- [DIRECTIONS FOR THIS TASK]: Lines holding the string "screen" are the ones to copy; find them all in the data.

(EXERCISE INPUT)

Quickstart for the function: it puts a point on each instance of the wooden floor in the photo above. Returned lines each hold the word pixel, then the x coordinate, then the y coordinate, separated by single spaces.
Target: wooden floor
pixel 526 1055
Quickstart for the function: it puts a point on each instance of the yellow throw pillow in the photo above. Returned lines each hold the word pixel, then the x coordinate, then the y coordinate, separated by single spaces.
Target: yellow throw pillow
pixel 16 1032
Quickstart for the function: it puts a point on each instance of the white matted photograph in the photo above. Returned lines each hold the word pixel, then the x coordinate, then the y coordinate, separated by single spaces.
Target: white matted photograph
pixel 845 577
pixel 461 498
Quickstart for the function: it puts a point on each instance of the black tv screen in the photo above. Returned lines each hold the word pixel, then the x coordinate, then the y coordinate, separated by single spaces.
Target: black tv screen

(End EXERCISE INPUT)

- [TASK ANSWER]:
Quickstart for the function: it puts a point on each instance of the black tv screen in the photo above. Returned lines each hold the word pixel, then the x coordinate, then the y coordinate, separated by single spaces.
Target: black tv screen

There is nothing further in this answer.